● **Reading passage**
Non-owners have practiced the right not to be excluded from (i.e. to access) property where they claim a common stake through disobedience: intentional violations motivated by political goals of inclusion challenging the owner’s power to exclude.89 For example, the “Occupy movements” and their protests against the concentration of wealth in a few hands (e.g. Occupy Wall Street, Indignados Movement) have deployed the occupation of private and public property as politically motivated resistance. This strategy, deployed during the civil rights movements in the United States by sit-ins and occupations of segregated spaces (such as bus stops and restaurants), experimented with new forms of long-lasting direct collective care of spaces that might well be embryonic new institutions of the commons. Similarly, the spread of squatting in abandoned buildings and vacant apartments and their regeneration by collectives of occupiers must be interpreted as the satisfaction of legitimate needs and constitutionally guaranteed rights through (formally) illegal direct collective enforcement.90 There are many historical examples of such struggles, such as in Italy after the First World War when landless peasants invaded estates left uncultivated in order to take control of such idle means of production, and the contemporary struggles of Sem Terra in Brazil.

One has to consider that to non-owning members of the same ecological community (e.g. a city quarter or a countryside) property is only a source of obligations and duties, and that in any such community “any increase of property multiplies at the same time, in a more than proportional way, the non-property of others.”91 Collective access to property has often characterized the political agenda of social movements.92 The law has generally repressed but occasionally recognized such claims as “a conveyance driven by accesses” continuing nevertheless to ensure a framework of guarantees for the owner. This strategy has legitimized the “rule-exception” relationship between exclusion and access and has helped to keep the solution to the clash between owners and non-owners below the radar of property law.

Of course, these ex-post exceptional political mediations remain possible only as long as the public has the ability to implement redistributive interventions through measures that hit the strongest property-owning members of the stakeholders’ community. Today, the aforementioned change of power balance between government and big private interests makes it very difficult for the public sector (particularly the legislative and executive branches) to fulfill its traditional redistributive and mediating tasks. For this reason, the antagonism between owners and non-owners within the same ecological community needs to be addressed also by a decentralized system of choices made by courts (staffed with ecologically-literate judges) deciding between access and exclusion unbiased by the traditional default rules. In particular, the interest of the owner in excluding other members of the ecological community from his property must be aggressively second-guessed in the interest of long-term ecological equilibrium. A counter-hegemonic interpretation that intends to give new meanings to existing rules seems to require abandoning the paradigm of property as exclusion. Taking into account the ecological community, in which the life of the law unfolds, requires the introduction of elements of inclusion in the very structure of ownership, authorizing several forms of access, according to the characteristics of property. In this legal framework, access is not considered an exception, but a new general principle of property law. One must note that property postulates a necessary and unavoidable privative effect, such that the dimensions of having and not having are intimately connected. They cannot be separated in the development of a paradigm of generative property that seeks to tackle inequality and exploitation (both social and environmental).

● **Objective**
Translate this sentence from the passage on property and access into Spanish: "In this legal framework, access is not considered an exception, but a new general principle of property law."

● **Listed records**

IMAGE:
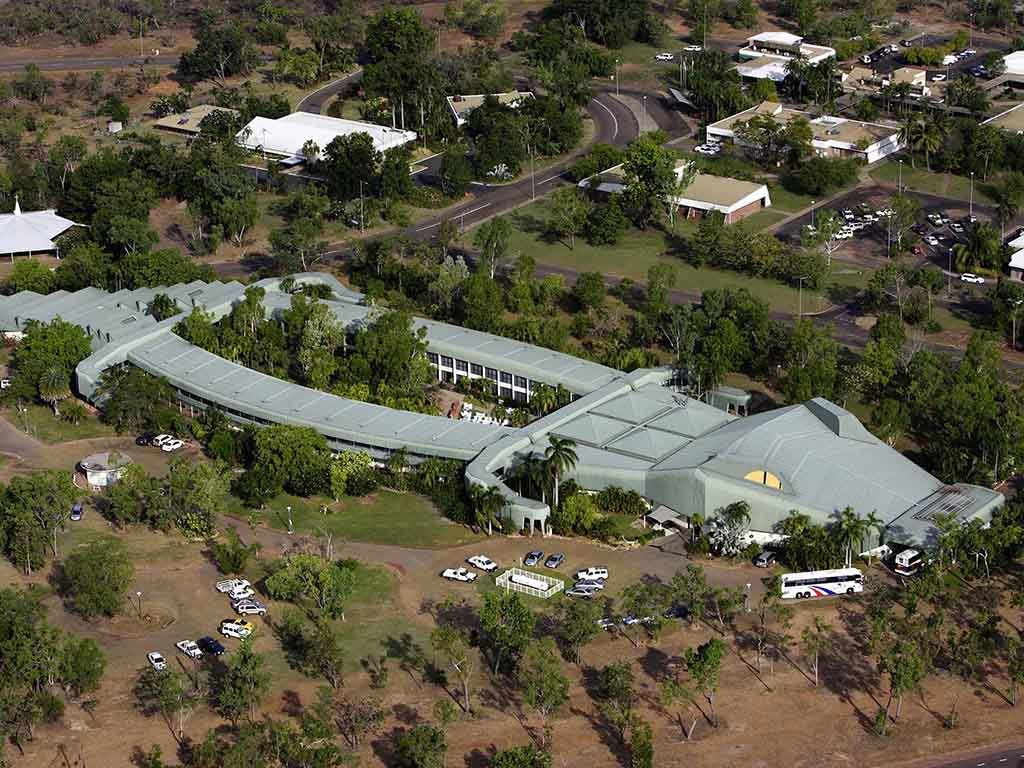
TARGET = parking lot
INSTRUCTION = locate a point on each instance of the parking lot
==
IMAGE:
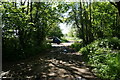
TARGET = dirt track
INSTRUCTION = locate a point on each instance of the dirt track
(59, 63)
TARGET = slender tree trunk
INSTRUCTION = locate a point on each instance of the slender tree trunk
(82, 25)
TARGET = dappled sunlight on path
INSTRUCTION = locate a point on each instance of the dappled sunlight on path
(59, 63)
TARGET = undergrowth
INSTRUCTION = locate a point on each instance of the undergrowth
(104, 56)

● **Solution to this problem**
En este marco jurídico, el acceso no se considera una excepción, sino un nuevo principio general del derecho de propiedad.